# ИСХОДНЫЕ ДАННЫЕ:

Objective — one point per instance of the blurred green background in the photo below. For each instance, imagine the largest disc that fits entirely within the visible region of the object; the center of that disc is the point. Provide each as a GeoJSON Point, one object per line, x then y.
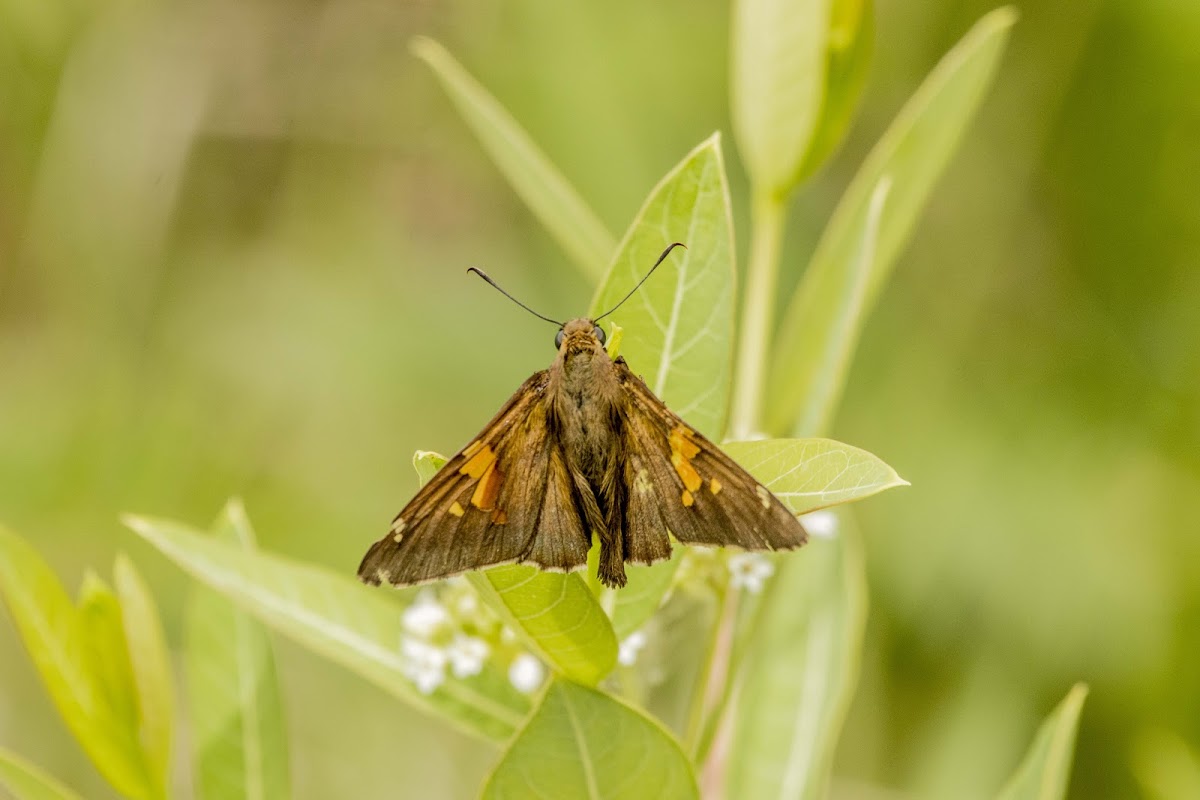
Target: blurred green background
{"type": "Point", "coordinates": [232, 250]}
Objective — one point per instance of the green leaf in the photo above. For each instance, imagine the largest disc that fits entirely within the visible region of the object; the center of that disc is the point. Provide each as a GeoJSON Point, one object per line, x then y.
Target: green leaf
{"type": "Point", "coordinates": [799, 675]}
{"type": "Point", "coordinates": [778, 60]}
{"type": "Point", "coordinates": [1047, 767]}
{"type": "Point", "coordinates": [556, 204]}
{"type": "Point", "coordinates": [912, 154]}
{"type": "Point", "coordinates": [63, 647]}
{"type": "Point", "coordinates": [679, 325]}
{"type": "Point", "coordinates": [581, 743]}
{"type": "Point", "coordinates": [28, 782]}
{"type": "Point", "coordinates": [150, 661]}
{"type": "Point", "coordinates": [850, 44]}
{"type": "Point", "coordinates": [821, 376]}
{"type": "Point", "coordinates": [555, 613]}
{"type": "Point", "coordinates": [810, 474]}
{"type": "Point", "coordinates": [239, 739]}
{"type": "Point", "coordinates": [339, 618]}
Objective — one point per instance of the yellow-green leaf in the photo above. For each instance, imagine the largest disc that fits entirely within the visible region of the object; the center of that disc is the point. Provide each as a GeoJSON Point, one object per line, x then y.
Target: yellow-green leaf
{"type": "Point", "coordinates": [912, 154]}
{"type": "Point", "coordinates": [64, 648]}
{"type": "Point", "coordinates": [801, 672]}
{"type": "Point", "coordinates": [556, 204]}
{"type": "Point", "coordinates": [778, 60]}
{"type": "Point", "coordinates": [239, 739]}
{"type": "Point", "coordinates": [810, 474]}
{"type": "Point", "coordinates": [585, 744]}
{"type": "Point", "coordinates": [28, 782]}
{"type": "Point", "coordinates": [556, 613]}
{"type": "Point", "coordinates": [1047, 767]}
{"type": "Point", "coordinates": [150, 661]}
{"type": "Point", "coordinates": [678, 328]}
{"type": "Point", "coordinates": [339, 618]}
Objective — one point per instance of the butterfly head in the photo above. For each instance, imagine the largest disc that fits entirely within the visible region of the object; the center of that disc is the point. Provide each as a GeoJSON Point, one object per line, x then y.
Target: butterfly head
{"type": "Point", "coordinates": [579, 336]}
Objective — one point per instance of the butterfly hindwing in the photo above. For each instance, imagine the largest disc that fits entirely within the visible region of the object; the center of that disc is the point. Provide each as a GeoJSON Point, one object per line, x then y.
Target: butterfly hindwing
{"type": "Point", "coordinates": [679, 481]}
{"type": "Point", "coordinates": [505, 497]}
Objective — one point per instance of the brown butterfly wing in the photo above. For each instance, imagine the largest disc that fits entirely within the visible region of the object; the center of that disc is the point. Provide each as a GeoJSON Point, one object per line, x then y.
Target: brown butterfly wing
{"type": "Point", "coordinates": [505, 497]}
{"type": "Point", "coordinates": [679, 481]}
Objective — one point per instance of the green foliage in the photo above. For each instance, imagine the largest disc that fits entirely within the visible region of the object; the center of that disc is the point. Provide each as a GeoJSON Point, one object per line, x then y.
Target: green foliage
{"type": "Point", "coordinates": [28, 782]}
{"type": "Point", "coordinates": [83, 656]}
{"type": "Point", "coordinates": [582, 744]}
{"type": "Point", "coordinates": [911, 155]}
{"type": "Point", "coordinates": [337, 617]}
{"type": "Point", "coordinates": [239, 740]}
{"type": "Point", "coordinates": [555, 202]}
{"type": "Point", "coordinates": [801, 673]}
{"type": "Point", "coordinates": [1043, 774]}
{"type": "Point", "coordinates": [784, 650]}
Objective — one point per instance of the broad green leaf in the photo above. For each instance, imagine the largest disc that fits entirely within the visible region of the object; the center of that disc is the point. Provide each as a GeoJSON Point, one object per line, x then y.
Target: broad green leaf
{"type": "Point", "coordinates": [150, 661]}
{"type": "Point", "coordinates": [238, 732]}
{"type": "Point", "coordinates": [61, 647]}
{"type": "Point", "coordinates": [822, 374]}
{"type": "Point", "coordinates": [24, 781]}
{"type": "Point", "coordinates": [103, 627]}
{"type": "Point", "coordinates": [556, 613]}
{"type": "Point", "coordinates": [339, 618]}
{"type": "Point", "coordinates": [778, 73]}
{"type": "Point", "coordinates": [556, 204]}
{"type": "Point", "coordinates": [678, 328]}
{"type": "Point", "coordinates": [810, 474]}
{"type": "Point", "coordinates": [912, 152]}
{"type": "Point", "coordinates": [799, 675]}
{"type": "Point", "coordinates": [582, 743]}
{"type": "Point", "coordinates": [1047, 767]}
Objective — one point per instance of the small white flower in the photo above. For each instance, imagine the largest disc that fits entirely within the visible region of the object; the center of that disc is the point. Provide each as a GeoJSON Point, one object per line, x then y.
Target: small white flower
{"type": "Point", "coordinates": [526, 673]}
{"type": "Point", "coordinates": [750, 571]}
{"type": "Point", "coordinates": [821, 523]}
{"type": "Point", "coordinates": [425, 665]}
{"type": "Point", "coordinates": [467, 655]}
{"type": "Point", "coordinates": [629, 649]}
{"type": "Point", "coordinates": [425, 615]}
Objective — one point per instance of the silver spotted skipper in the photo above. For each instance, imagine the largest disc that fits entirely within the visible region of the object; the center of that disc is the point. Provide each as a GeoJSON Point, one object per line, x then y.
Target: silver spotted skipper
{"type": "Point", "coordinates": [581, 449]}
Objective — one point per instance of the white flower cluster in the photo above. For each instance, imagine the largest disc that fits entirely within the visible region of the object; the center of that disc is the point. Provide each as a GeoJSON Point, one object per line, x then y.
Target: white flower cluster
{"type": "Point", "coordinates": [447, 630]}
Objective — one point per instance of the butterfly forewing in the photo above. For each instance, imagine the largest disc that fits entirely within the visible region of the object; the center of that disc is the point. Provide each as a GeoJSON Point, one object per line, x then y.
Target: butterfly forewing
{"type": "Point", "coordinates": [505, 497]}
{"type": "Point", "coordinates": [679, 481]}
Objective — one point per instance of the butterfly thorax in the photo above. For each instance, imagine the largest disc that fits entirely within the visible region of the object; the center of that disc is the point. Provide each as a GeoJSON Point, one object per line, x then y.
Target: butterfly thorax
{"type": "Point", "coordinates": [586, 394]}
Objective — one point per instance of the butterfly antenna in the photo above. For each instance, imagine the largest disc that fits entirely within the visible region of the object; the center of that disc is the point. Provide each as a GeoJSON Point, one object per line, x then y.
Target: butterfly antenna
{"type": "Point", "coordinates": [661, 258]}
{"type": "Point", "coordinates": [497, 287]}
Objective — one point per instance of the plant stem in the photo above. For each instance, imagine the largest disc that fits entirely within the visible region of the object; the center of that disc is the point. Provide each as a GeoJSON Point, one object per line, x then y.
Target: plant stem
{"type": "Point", "coordinates": [767, 217]}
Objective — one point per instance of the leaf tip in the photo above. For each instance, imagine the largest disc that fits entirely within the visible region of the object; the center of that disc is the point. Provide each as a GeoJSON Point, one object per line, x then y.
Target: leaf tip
{"type": "Point", "coordinates": [425, 48]}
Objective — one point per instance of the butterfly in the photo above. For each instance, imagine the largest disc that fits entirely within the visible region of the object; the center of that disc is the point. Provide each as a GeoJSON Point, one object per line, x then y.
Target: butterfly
{"type": "Point", "coordinates": [582, 449]}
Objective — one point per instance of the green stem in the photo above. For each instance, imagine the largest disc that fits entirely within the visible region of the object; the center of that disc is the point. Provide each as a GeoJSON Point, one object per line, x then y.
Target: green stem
{"type": "Point", "coordinates": [768, 214]}
{"type": "Point", "coordinates": [712, 685]}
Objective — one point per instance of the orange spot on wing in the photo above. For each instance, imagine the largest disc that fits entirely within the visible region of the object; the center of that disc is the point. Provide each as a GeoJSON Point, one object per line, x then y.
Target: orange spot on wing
{"type": "Point", "coordinates": [681, 441]}
{"type": "Point", "coordinates": [478, 461]}
{"type": "Point", "coordinates": [687, 473]}
{"type": "Point", "coordinates": [489, 488]}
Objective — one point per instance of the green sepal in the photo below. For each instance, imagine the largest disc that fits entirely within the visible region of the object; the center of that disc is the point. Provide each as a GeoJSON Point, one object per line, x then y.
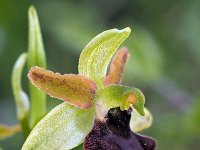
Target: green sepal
{"type": "Point", "coordinates": [96, 56]}
{"type": "Point", "coordinates": [7, 131]}
{"type": "Point", "coordinates": [138, 122]}
{"type": "Point", "coordinates": [65, 127]}
{"type": "Point", "coordinates": [118, 96]}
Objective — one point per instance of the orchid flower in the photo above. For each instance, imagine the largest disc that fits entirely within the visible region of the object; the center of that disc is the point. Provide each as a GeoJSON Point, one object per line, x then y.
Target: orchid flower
{"type": "Point", "coordinates": [97, 110]}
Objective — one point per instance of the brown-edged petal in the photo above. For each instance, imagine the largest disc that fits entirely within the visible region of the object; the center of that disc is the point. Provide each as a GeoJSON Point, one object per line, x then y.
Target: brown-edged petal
{"type": "Point", "coordinates": [117, 66]}
{"type": "Point", "coordinates": [75, 89]}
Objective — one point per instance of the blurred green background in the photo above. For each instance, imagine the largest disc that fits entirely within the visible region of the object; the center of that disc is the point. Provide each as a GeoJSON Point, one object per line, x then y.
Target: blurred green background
{"type": "Point", "coordinates": [164, 63]}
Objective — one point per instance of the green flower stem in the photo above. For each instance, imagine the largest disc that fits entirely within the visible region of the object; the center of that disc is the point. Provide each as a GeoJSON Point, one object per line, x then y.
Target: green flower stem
{"type": "Point", "coordinates": [21, 99]}
{"type": "Point", "coordinates": [36, 57]}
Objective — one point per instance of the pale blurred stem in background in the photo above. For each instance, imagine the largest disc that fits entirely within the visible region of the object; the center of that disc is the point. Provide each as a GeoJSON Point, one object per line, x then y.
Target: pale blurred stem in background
{"type": "Point", "coordinates": [21, 99]}
{"type": "Point", "coordinates": [173, 93]}
{"type": "Point", "coordinates": [36, 57]}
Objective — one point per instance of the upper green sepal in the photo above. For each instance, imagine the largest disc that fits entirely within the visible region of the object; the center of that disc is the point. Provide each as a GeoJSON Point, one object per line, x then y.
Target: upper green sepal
{"type": "Point", "coordinates": [65, 127]}
{"type": "Point", "coordinates": [96, 56]}
{"type": "Point", "coordinates": [121, 96]}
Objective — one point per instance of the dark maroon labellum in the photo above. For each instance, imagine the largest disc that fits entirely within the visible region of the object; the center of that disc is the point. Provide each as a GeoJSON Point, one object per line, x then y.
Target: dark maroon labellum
{"type": "Point", "coordinates": [115, 134]}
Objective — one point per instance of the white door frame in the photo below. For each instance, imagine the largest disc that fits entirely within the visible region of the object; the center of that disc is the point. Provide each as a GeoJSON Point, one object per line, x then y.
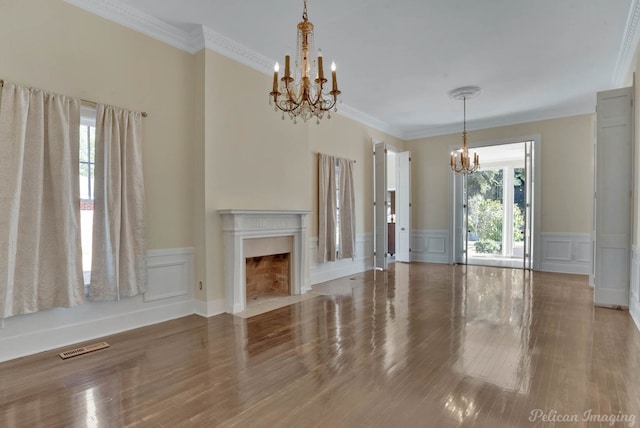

# ЗАДАЧА:
В каких строках записей выше встречается слово «forewing»? Извлеките каждую такую строку целиком.

# ОТВЕТ:
Objective — one point per instance of the butterfly forewing in the photo above. For each instance, imagine the largest disc that fits entirely within the visible region of the object; the center of that disc is the point. Provide each as a GeoJSON Point, one object per line, x then y.
Target: butterfly forewing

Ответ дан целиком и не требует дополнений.